* [Written task]
The records that follow must be repeated verbatim, every one of them.

======

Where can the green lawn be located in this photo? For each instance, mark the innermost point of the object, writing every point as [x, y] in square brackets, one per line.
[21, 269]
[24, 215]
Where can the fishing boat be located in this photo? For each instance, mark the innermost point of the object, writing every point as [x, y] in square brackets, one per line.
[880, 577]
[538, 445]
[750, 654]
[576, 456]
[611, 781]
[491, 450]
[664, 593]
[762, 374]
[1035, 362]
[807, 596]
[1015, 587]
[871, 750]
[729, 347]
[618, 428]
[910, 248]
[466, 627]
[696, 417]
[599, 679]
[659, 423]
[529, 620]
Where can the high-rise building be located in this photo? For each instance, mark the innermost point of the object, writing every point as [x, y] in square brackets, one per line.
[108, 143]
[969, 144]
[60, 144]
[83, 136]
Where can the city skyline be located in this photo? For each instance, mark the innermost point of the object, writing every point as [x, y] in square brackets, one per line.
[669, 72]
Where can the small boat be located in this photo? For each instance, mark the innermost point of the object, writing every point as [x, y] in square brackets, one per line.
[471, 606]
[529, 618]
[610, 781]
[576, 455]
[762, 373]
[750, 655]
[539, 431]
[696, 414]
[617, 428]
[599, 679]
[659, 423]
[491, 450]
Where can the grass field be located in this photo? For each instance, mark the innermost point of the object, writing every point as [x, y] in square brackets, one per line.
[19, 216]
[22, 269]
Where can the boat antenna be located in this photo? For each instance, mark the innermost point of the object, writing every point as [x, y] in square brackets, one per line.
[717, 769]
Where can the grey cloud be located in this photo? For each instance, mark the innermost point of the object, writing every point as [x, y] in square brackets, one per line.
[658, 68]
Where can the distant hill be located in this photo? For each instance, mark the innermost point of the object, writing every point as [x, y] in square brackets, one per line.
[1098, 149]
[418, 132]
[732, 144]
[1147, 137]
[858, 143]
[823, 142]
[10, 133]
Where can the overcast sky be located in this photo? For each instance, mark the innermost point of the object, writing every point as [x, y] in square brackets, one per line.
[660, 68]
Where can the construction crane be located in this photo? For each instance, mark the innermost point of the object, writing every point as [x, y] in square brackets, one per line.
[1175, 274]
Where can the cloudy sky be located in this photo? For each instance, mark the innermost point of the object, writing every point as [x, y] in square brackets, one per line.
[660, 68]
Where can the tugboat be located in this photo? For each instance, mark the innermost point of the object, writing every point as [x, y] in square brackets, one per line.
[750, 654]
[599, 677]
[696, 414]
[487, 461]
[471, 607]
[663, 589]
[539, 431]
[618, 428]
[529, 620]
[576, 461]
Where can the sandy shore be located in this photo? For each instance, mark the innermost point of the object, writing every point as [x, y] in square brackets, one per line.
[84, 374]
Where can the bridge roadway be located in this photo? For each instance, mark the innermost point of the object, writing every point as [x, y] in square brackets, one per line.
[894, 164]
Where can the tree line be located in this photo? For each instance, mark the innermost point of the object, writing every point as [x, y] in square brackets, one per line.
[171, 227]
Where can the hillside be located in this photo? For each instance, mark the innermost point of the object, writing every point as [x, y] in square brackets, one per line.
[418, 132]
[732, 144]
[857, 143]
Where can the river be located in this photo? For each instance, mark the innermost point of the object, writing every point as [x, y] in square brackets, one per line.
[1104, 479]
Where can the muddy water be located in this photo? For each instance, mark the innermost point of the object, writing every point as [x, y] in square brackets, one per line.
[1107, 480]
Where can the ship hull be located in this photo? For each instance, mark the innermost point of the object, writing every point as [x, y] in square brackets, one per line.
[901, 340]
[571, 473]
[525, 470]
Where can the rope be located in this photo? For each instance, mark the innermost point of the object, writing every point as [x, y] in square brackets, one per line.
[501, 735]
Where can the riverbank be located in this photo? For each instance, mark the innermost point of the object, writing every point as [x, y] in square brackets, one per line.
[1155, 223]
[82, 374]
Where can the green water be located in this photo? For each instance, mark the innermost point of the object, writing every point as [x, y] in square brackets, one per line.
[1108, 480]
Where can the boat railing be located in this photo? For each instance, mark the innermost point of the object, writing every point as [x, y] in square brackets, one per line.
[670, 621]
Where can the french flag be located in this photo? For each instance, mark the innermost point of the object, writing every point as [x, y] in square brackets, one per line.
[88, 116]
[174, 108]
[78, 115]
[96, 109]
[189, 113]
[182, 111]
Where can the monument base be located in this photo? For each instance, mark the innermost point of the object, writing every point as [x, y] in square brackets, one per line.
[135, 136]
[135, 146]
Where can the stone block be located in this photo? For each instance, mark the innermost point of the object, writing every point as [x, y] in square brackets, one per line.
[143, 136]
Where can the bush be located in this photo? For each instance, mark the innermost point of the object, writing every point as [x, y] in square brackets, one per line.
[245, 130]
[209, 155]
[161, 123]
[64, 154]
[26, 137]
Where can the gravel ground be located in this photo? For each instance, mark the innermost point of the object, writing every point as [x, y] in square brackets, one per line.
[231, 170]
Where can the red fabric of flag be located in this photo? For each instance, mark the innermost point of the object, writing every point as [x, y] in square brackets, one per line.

======

* [Written reply]
Where can the green lawn be located in this photo? For each instance, mark the innermost point of the object, writing every point as [x, y] in square brackets, one per line.
[21, 269]
[24, 215]
Where can the fishing boat be located in this photo? For each instance, mark the innermost point of the object, writing every point as [x, y] in square brackets, one per line.
[880, 577]
[538, 445]
[750, 654]
[576, 456]
[611, 781]
[491, 450]
[664, 593]
[762, 374]
[1035, 362]
[807, 596]
[1015, 587]
[871, 750]
[729, 347]
[618, 428]
[910, 248]
[466, 627]
[696, 417]
[599, 679]
[659, 423]
[529, 620]
Where can the high-rise building be located in this photo? For each instance, mark the innermost point of the object, writing every point as [x, y] in square brackets, one per line.
[108, 143]
[969, 144]
[60, 144]
[83, 136]
Where can the city skyline be located in this photo? For each instance, mark the innermost point of the object, writing every point as [x, y] in square brackets, one per line.
[669, 72]
Where can the small boat be located in this photo? For each instance, mark the innermost point of the object, writing every point as [x, y] in square brackets, one per line.
[471, 606]
[529, 618]
[610, 781]
[576, 455]
[762, 373]
[750, 655]
[539, 431]
[696, 414]
[617, 428]
[599, 679]
[659, 423]
[491, 450]
Where can the grass field be located in this photo? For each instance, mark the innermost point of the object, writing every point as [x, y] in square brackets, one per line.
[19, 216]
[22, 269]
Where can the boat antenna be located in this photo? For each instance, mark the innermost point of the object, writing every point as [x, y] in square brackets, one per line.
[717, 769]
Where can the grey cloud be located in this photo? For each instance, mark the innermost point of the object, writing every point as [x, y] in square brackets, one per line.
[658, 68]
Where can the distant hill be located in this photo? For each instance, mark the innermost point of the object, writing every point as [x, y] in square brackets, one per line.
[1098, 149]
[418, 132]
[732, 144]
[1147, 137]
[858, 143]
[823, 142]
[10, 133]
Where can the overcast sky be located in this photo? For each instance, mark the innermost point of the object, writing every point as [x, y] in square brackets, one per line.
[660, 68]
Where can the construction crane be located in this photo? For each instance, mark the innermost point of the object, writing every point as [x, y] in square brackets, one per line.
[1175, 274]
Where can the cloudy sky be located in this photo? For each instance, mark the innermost point of the object, writing every point as [x, y] in square brackets, one per line.
[660, 68]
Where can the tugboat be located in this photo? For each instance, mark the innermost point of the object, writing every point as [x, y] in square brackets, one per line.
[750, 654]
[599, 677]
[696, 414]
[487, 461]
[471, 607]
[663, 589]
[539, 431]
[618, 428]
[529, 620]
[576, 461]
Where can the sandy shore be located in this photo? For each instance, mark the innermost point of the object, writing every point as [x, y] in square brackets, one per line.
[84, 374]
Where can the bridge roadway be located in this photo? For each instance, mark the innermost point of the object, writing every point as [x, y] in square brackets, one per line.
[894, 164]
Where can the tree line be located in this photo? For each instance, mark the innermost point of the object, writing every point as [x, y] in square brackets, one per line.
[171, 227]
Where can the hillside be located in this photo? For each instance, mark the innermost point of the object, writing every point as [x, y] in square brackets, one per line.
[418, 132]
[732, 144]
[857, 143]
Where can the river be located in this photo? For each instance, mark the innermost point of the object, writing every point as [x, y] in square brackets, one per line.
[1104, 479]
Where can the muddy water be located in this photo? For each instance, mark the innermost point of the object, writing every point as [x, y] in square brackets, one per line.
[1107, 480]
Where can the ship hull be located in this photo? For each instance, mark the innermost point of the object, writing every point as [x, y] in square brackets, one per line.
[901, 340]
[571, 473]
[525, 470]
Where can the rope be located in this photo? For each instance, mark the innermost point of the object, writing every point as [x, y] in square brackets, one per line.
[501, 735]
Where can the riverbank be located in this photo? For each instance, mark the innermost point of the object, writing every point as [x, y] in square brackets, one per line.
[1155, 223]
[82, 374]
Where can the green water be located in this photo? For each instance, mark the innermost point of the object, writing every point as [x, y] in square brackets, one per line.
[1108, 480]
Where can the boat railing be located in this photo? For each instance, mark the innermost point of the object, writing every point as [x, y] in square brackets, one per line.
[670, 621]
Where can the french flag be located in this photo? For each instance, mark the innermost point of the object, writing every point as [x, y] in square brackets, one per line.
[88, 116]
[174, 108]
[78, 115]
[96, 109]
[189, 113]
[182, 111]
Where can the monument base be located in this photo? For each instance, mark the innermost point of the object, writing every point as [x, y] in square brackets, one per line.
[135, 136]
[135, 146]
Where can the stone block be located in this photo? For each instance, mark the innermost point of the object, writing every point as [x, y] in square brackets, one per line.
[143, 136]
Where can the bush be located in this photo? For each instance, mark the innermost point of the object, writing every point as [x, y] in square brackets, one per line.
[245, 130]
[209, 155]
[161, 123]
[64, 154]
[26, 137]
Where can the gravel ground be located in this photo? For each instance, mark the innermost point of the object, writing every point as [x, y] in square brackets, one per line.
[231, 170]
Where can the red fabric of flag be located in this photo? For each instance, mark the innermost point of the object, writing every point as [x, y] in square brackets, one per line.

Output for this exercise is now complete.